**REQUIREMENTS:**
1) List every scripture reference cited in the passage about the festival of unfermented cakes.
2) Carry the passage about the festival of unfermented cakes forward from its last sentence.

**PROVIDED TEXT:**
━━━━━━━━━━

The first day of the festival of unfermented cakes was a solemn assembly or sabbath. On the second day, Nisan 16, a sheaf of the firstfruits of the barley harvest, the first crop to ripen in Palestine, was brought to the priest. Prior to this festival no new grain or bread or roasted grain from the new harvest could be eaten. The priest offered such firstfruits to Jehovah symbolically by waving a sheaf of the grain to and fro, while a sound ram in its first year was offered as a burnt offering along with a grain offering moistened with oil and a drink offering. (Lev. 23:6-14) There was no command to burn any of the grain or its flour on the altar, as practiced later by the priests. Not only was there a public or national firstfruit offering, but provision was also made for each family and every individual who had a possession in Israel to offer thanksgiving sacrifices during this festive occasion.—Ex. 23:19; Deut. 26:1, 2.

━━━━━━━━━━

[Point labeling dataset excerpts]
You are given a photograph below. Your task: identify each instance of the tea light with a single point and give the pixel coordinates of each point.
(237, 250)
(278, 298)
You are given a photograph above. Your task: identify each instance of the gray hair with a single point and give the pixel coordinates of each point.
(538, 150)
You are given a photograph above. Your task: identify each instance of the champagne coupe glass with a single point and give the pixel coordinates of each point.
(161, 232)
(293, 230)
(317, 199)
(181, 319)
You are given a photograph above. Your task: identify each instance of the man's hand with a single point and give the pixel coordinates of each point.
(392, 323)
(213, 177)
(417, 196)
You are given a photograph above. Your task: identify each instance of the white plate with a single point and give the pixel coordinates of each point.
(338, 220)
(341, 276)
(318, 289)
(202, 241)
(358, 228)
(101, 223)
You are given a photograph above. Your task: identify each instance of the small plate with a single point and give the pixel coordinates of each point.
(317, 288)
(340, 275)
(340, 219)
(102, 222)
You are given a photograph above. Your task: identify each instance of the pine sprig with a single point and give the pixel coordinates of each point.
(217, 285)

━━━━━━━━━━

**ANSWERS TO THE PROBLEMS:**
1)
Lev. 23:6-14
Ex. 23:19
Deut. 26:1, 2

2)
The eating of unfermented cakes at this time was in harmony with the instructions Moses received from Jehovah, as recorded at Exodus 12:14-20, which includes the strict injunction, at verse 19: “Seven days no sour dough is to be found in your houses.” In Deuteronomy 16:3 the unfermented cakes are called the “bread of affliction,” and they were a yearly reminder to the Jews of their hurried departure from the land of Egypt (when they did not have time to leaven their dough [Ex. 12:34]). They thus recalled the state of affliction and bondage from which Israel had been delivered, even as Jehovah himself said, “that you may remember the day of your coming out of the land of Egypt all the days of your life.” The realization of their present freedom as a nation and their acknowledgment of Jehovah as their Deliverer set a fitting background for the first of the three great annual festivals of the Israelites.—Deut. 16:16.
There are only three accounts recorded in the Scriptures of the keeping of the Festival of Unfermented Cakes following the Israelites’ entry into the Promised Land and prior to their Babylonian captivity. But the mention of no other observances should not be taken to mean that such were not held. Rather, in the first account, there is a general reference to all the festivals and Solomon’s arrangements to observe them.—2 Chron. 8:12, 13.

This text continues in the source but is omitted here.